TASK STATEMENT:
Skip the images and copy each record exactly as written.
****
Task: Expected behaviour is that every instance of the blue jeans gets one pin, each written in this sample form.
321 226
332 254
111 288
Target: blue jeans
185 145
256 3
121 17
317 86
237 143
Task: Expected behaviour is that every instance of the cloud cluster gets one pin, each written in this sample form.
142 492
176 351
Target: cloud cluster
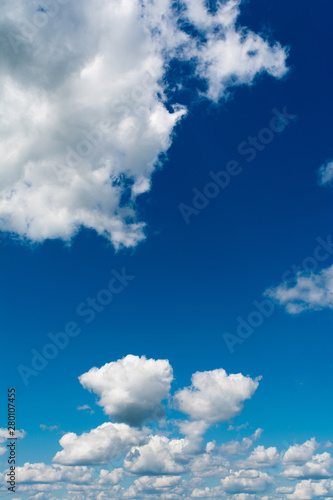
****
SOLUTION FOR THIS TASK:
Task: Expected behaviour is that every instance of the blue jeans gets one pin, each written in this sample form.
321 226
332 254
111 288
Target: blue jeans
185 145
256 3
121 17
317 86
237 143
Task: Expected behaviour is that every instance of the cloud cluster gets one pin, each written in this sample form.
142 492
176 351
Target: cloud cluster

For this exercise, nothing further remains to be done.